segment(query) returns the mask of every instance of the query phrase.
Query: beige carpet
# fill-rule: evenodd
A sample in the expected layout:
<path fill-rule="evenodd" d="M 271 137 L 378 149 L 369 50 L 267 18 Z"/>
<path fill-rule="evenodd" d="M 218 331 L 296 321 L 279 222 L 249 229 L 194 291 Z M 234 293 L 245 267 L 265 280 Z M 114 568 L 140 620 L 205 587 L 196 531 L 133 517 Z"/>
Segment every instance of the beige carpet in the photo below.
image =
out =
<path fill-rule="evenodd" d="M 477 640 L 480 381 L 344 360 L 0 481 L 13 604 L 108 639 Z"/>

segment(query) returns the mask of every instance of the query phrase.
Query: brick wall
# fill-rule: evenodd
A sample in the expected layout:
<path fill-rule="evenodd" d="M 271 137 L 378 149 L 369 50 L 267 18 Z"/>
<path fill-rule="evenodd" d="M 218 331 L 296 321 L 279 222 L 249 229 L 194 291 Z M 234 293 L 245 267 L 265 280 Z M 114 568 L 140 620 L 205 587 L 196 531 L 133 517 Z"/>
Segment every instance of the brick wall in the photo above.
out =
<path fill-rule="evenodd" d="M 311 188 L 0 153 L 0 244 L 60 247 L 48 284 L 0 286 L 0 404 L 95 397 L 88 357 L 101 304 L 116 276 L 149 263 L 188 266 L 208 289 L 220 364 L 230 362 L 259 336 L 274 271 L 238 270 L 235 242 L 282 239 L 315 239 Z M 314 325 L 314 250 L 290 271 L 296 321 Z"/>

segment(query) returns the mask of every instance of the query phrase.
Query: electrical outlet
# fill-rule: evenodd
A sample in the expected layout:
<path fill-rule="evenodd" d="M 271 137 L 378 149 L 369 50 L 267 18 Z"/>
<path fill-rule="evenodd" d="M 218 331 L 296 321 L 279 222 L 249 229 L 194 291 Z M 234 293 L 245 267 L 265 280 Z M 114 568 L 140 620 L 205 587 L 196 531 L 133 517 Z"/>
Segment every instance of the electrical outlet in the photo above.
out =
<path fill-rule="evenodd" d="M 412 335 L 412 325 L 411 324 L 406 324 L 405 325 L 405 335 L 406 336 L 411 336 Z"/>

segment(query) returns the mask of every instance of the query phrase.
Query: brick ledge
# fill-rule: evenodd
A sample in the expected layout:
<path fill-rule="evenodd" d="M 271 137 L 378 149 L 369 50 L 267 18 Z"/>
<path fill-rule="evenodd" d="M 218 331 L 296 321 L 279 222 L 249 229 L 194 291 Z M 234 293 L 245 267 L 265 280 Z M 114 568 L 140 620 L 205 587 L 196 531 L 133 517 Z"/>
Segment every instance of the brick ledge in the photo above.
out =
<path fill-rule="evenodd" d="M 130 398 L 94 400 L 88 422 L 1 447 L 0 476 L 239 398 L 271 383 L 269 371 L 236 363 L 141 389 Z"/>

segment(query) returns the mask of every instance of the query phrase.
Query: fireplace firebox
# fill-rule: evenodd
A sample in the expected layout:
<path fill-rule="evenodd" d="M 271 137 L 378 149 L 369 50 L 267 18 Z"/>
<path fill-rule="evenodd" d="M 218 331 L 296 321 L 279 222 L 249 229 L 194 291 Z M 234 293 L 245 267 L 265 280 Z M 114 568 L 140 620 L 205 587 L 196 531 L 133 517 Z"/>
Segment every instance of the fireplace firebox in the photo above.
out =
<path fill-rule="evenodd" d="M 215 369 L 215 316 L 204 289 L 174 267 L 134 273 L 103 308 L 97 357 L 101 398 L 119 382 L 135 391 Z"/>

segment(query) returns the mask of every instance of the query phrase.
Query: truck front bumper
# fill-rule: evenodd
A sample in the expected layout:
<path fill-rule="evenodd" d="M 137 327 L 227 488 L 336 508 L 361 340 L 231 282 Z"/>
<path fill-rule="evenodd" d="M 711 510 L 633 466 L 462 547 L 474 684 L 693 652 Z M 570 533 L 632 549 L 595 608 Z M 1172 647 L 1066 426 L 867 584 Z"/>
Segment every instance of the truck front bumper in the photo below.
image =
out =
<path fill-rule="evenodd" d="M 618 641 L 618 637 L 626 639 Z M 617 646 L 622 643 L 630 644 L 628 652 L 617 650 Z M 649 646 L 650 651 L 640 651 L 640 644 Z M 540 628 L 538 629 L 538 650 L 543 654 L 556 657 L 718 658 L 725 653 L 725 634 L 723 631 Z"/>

- - - -

### How to complete this task
Return the data in full, exactly as it appears above.

### Response box
segment(query) returns the mask of every instance of the query phrase.
Query: beige carpet
# fill-rule: evenodd
A sample in the expected layout:
<path fill-rule="evenodd" d="M 271 137 L 378 149 L 369 50 L 267 18 Z"/>
<path fill-rule="evenodd" d="M 218 331 L 296 321 L 279 222 L 249 229 L 194 291 Z M 234 293 L 245 267 L 265 280 Z M 114 568 L 140 620 L 205 587 L 196 531 L 133 517 Z"/>
Segment every instance of the beige carpet in the photo below.
image =
out =
<path fill-rule="evenodd" d="M 477 640 L 480 381 L 344 360 L 0 481 L 13 604 L 108 639 Z"/>

segment(query) returns the mask of every instance of the query phrase.
Query: brick wall
# fill-rule: evenodd
A sample in the expected layout:
<path fill-rule="evenodd" d="M 271 137 L 378 149 L 369 50 L 267 18 Z"/>
<path fill-rule="evenodd" d="M 218 331 L 296 321 L 279 222 L 249 229 L 194 291 Z M 234 293 L 245 267 L 265 280 Z M 114 568 L 140 620 L 205 587 L 196 531 L 133 517 Z"/>
Segment every instance of the brick wall in the photo above.
out =
<path fill-rule="evenodd" d="M 311 188 L 0 153 L 0 244 L 60 247 L 48 284 L 0 286 L 0 404 L 95 397 L 88 357 L 101 304 L 116 276 L 149 263 L 188 266 L 208 289 L 220 364 L 230 362 L 259 336 L 274 271 L 238 270 L 235 242 L 282 239 L 315 239 Z M 314 325 L 314 250 L 290 271 L 296 321 Z"/>

segment(query) returns the mask of every instance of the query phrase.
Query: electrical outlet
# fill-rule: evenodd
A sample in the expected layout:
<path fill-rule="evenodd" d="M 271 137 L 378 149 L 369 50 L 267 18 Z"/>
<path fill-rule="evenodd" d="M 218 331 L 296 321 L 279 222 L 249 229 L 194 291 Z M 234 293 L 245 267 L 265 280 Z M 114 568 L 140 620 L 205 587 L 196 531 L 133 517 Z"/>
Segment every instance of the electrical outlet in the photo above.
out =
<path fill-rule="evenodd" d="M 412 335 L 412 325 L 411 324 L 406 324 L 405 325 L 405 335 L 406 336 L 411 336 Z"/>

segment(query) returns the mask of every instance of the query phrase.
Query: brick ledge
# fill-rule: evenodd
A sample in the expected layout:
<path fill-rule="evenodd" d="M 271 137 L 378 149 L 369 50 L 267 18 Z"/>
<path fill-rule="evenodd" d="M 218 331 L 296 321 L 279 222 L 249 229 L 194 291 Z M 234 293 L 245 267 L 265 280 Z M 114 568 L 140 620 L 205 587 L 196 531 L 133 517 Z"/>
Segment every instance of the brick ledge in the photo above.
out =
<path fill-rule="evenodd" d="M 130 398 L 94 400 L 88 422 L 1 447 L 0 476 L 239 398 L 271 383 L 269 371 L 236 363 L 141 389 Z"/>

segment(query) returns the mask of every instance of the query phrase.
Query: fireplace firebox
# fill-rule: evenodd
A sample in the expected layout:
<path fill-rule="evenodd" d="M 271 137 L 378 149 L 369 50 L 267 18 Z"/>
<path fill-rule="evenodd" d="M 218 331 L 296 321 L 279 222 L 249 229 L 194 291 Z M 234 293 L 245 267 L 265 280 Z M 114 568 L 140 620 L 205 587 L 196 531 L 133 517 Z"/>
Segment every instance of the fireplace firebox in the photo above.
out =
<path fill-rule="evenodd" d="M 215 369 L 215 316 L 204 289 L 174 267 L 134 273 L 103 308 L 97 357 L 101 398 L 119 382 L 135 391 Z"/>

segment(query) returns the mask of every instance of the query phrase.
Query: truck front bumper
# fill-rule: evenodd
A sample in the expected layout:
<path fill-rule="evenodd" d="M 137 327 L 227 488 L 336 508 L 361 340 L 231 282 Z"/>
<path fill-rule="evenodd" d="M 711 510 L 633 466 L 462 547 L 474 684 L 693 652 Z M 570 533 L 632 549 L 595 608 Z M 1172 647 L 1066 426 L 867 584 Z"/>
Segment every instance of the truck front bumper in the photo below.
image =
out =
<path fill-rule="evenodd" d="M 618 641 L 618 637 L 626 639 Z M 617 646 L 622 643 L 630 644 L 628 652 L 617 650 Z M 649 646 L 650 651 L 640 651 L 640 644 Z M 540 628 L 538 629 L 538 650 L 543 654 L 556 657 L 718 658 L 725 653 L 725 634 L 723 631 Z"/>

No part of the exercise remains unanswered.